Film Review: The Lost City of Z, The Engrossing Story of a Remarkable Journey
Photograph courtesy of Amazon Studios
Director James Gray has always made movies about perpetual outsiders, people who are living and existing in places far away from where they were born and grew up. He’s dealt with Russians living in New York City (Little Odessa, We Own the Night), Jewish immigrants living and falling in love in Brooklyn (Two Lovers), and Poles coming to the United States (The Immigrant). For his latest film, he focuses on real-life British explorer Percy Fawcett taking several trips into the Amazon in the early 1900s in an attempt to find a lost civilization that, if authentic, could predate all known culture. But The Lost City of Z (pronounced “Zed” in the film) isn’t just an adventure tale about a man braving unknown wildlife, disease, weather, and a few cannibals; it’s about a man attempting to claim a spot amongst the upper classes of Britain—a spot that his reckless, self-destructive father ruined for the family many years earlier.
Fawcett (a career-best big-screen performance by Charlie Hunnam of “Sons of Anarchy”, Pacific Rim, and Crimson Peak) is painted as a man who is progressive for his time in most things. He sees his wife Nina (Sienna Miller) as something of an equal in most things. However, when she suggests she goes with him on one of his years-long trips, he won’t even entertain the idea due to their young children. Instead his faithful companion is Henry Costin (an almost unrecognizable Robert Pattinson), and the two make a fantastic team, who find ways of respecting the cultures they are essentially invading and making friendly relations so that future journeys might not be so much of an ordeal.
His first mission to Amazonia is meant to be more of a mapping expedition for the Royal Geographical Society, represented by Sir George Goldie (Ian McDiarmid), but when he begins to hear rumblings of a lost “city of gold” buried in the jungles, Fawcett makes it his mission to locate evidence of such a civilization. When he presents his minimal findings to the Society, he’s practically laughed out of the room at the idea that the earliest civilizations might have been found among the “savages” of South America. Hunnam plays Fawcett as not just a figure of endless curiosity, but of an open mind regarding the people of Amazonia, someone who is more intent on finding truth than proving British superiority.
Photograph courtesy of Amazon Studios
World War I interrupts his immediately plans for a return, and when he’s finally ready again, his eldest son, Jack (Tom Holland), asks to accompany him. The scene in which the two men present the idea to Nina is a stunning blend of tension, motherly protectiveness, and full knowledge that fate may have a stronger hand in this decision than reason. Director Gray (who adapted the book by David Grann) strikes a remarkable balance between the family drama, the class and status struggle Fawcett goes through, and the actual explorations, and how different each journey is.

● **GIVEN INFORMATION**:
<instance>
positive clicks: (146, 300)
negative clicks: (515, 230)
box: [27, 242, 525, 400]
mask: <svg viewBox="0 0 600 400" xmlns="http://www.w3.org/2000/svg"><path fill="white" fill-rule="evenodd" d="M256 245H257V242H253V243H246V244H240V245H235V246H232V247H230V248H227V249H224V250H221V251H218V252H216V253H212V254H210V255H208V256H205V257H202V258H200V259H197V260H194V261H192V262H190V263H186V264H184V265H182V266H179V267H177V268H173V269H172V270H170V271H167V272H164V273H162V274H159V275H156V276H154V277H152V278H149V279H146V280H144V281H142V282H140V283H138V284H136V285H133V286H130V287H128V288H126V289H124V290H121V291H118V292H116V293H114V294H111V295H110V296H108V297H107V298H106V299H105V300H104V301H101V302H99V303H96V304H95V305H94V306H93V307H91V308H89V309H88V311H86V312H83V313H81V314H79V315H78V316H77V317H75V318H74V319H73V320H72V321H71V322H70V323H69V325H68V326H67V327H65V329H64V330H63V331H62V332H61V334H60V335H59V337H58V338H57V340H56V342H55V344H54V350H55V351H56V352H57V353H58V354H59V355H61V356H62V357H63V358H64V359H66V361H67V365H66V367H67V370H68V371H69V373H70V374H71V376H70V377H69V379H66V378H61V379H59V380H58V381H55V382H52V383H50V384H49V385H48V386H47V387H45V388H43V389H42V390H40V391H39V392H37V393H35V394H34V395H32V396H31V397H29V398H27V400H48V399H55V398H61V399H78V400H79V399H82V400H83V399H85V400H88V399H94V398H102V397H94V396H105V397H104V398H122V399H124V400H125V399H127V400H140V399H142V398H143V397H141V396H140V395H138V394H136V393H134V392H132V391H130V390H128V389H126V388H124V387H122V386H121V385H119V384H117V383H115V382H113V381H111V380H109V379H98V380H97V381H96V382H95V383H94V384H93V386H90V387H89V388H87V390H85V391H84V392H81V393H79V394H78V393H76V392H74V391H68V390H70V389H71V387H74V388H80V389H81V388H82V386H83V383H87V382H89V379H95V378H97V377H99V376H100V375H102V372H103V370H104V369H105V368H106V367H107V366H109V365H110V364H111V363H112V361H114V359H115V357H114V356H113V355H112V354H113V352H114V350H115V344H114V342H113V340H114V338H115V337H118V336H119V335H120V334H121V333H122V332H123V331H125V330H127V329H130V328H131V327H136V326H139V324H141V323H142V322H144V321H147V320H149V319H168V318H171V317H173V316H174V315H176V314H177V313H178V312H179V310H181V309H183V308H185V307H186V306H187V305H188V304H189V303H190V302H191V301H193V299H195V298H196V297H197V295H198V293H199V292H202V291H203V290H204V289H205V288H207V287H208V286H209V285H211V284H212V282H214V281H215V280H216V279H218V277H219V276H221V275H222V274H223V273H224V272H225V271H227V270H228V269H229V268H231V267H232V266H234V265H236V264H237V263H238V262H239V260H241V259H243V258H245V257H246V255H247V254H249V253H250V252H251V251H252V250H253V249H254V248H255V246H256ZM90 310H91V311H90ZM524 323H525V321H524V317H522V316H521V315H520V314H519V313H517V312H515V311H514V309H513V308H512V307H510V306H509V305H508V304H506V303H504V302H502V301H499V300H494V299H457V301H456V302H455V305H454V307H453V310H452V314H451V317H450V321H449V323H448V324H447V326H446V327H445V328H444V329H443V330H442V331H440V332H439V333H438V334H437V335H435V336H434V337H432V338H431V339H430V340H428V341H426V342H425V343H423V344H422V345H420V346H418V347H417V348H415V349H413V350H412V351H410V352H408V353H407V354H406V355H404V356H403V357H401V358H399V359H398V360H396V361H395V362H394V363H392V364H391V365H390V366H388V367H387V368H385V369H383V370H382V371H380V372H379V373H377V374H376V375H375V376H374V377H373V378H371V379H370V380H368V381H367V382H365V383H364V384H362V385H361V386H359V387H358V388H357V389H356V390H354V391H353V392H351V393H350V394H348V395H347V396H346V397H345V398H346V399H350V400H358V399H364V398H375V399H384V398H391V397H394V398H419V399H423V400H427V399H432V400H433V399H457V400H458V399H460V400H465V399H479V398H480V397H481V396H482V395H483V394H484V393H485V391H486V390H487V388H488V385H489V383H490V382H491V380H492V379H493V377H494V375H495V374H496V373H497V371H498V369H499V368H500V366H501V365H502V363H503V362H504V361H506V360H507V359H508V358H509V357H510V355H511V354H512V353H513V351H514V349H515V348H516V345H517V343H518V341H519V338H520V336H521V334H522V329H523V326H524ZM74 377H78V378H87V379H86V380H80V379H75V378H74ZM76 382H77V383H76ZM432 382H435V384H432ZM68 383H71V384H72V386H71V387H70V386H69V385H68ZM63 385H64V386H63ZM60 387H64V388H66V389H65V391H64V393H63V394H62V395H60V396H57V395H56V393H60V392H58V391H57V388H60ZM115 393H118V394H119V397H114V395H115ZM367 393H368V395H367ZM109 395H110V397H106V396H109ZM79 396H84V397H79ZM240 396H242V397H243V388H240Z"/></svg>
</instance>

● **WORK TO COMPLETE**:
Continue the review of The Lost City of Z from where it stops.

● **ANSWER BOX**:
One especially frustrating trip into the jungle involves bringing along one James Murray (Angus Macfadyen), who is both grossly out of shape and all too eager to shoot anything that doesn’t look like him. Although he’s a ranking member of the RGS, he has virtually no experience in actual exploration and single-handedly wrecks the trip with combination of being ill, injured, racist, and hungry. It’s a remarkable sequence that show how such intricately planned adventures can be destroyed by the ego of one upper-class twit.
If you don’t know how Fawcett’s final trip to Amazonia in 1923 turns out, I don’t want to ruin it for you here. It’s a nebulous end to an incredible life, and it’s a story that leaves more questions than answers, but Gray handles it deftly and with a degree of educated guessing that doesn’t erode the reality or speculate too wildly for the sake of good cinema. The jungles sequences are shot like a fever dream at times by cinematographer Darius Khondji (Delicatessen, Se7en, Panic Room, Midnight in Paris, Amour), who also manages to makes the moments set in Britain seem warm and comforting.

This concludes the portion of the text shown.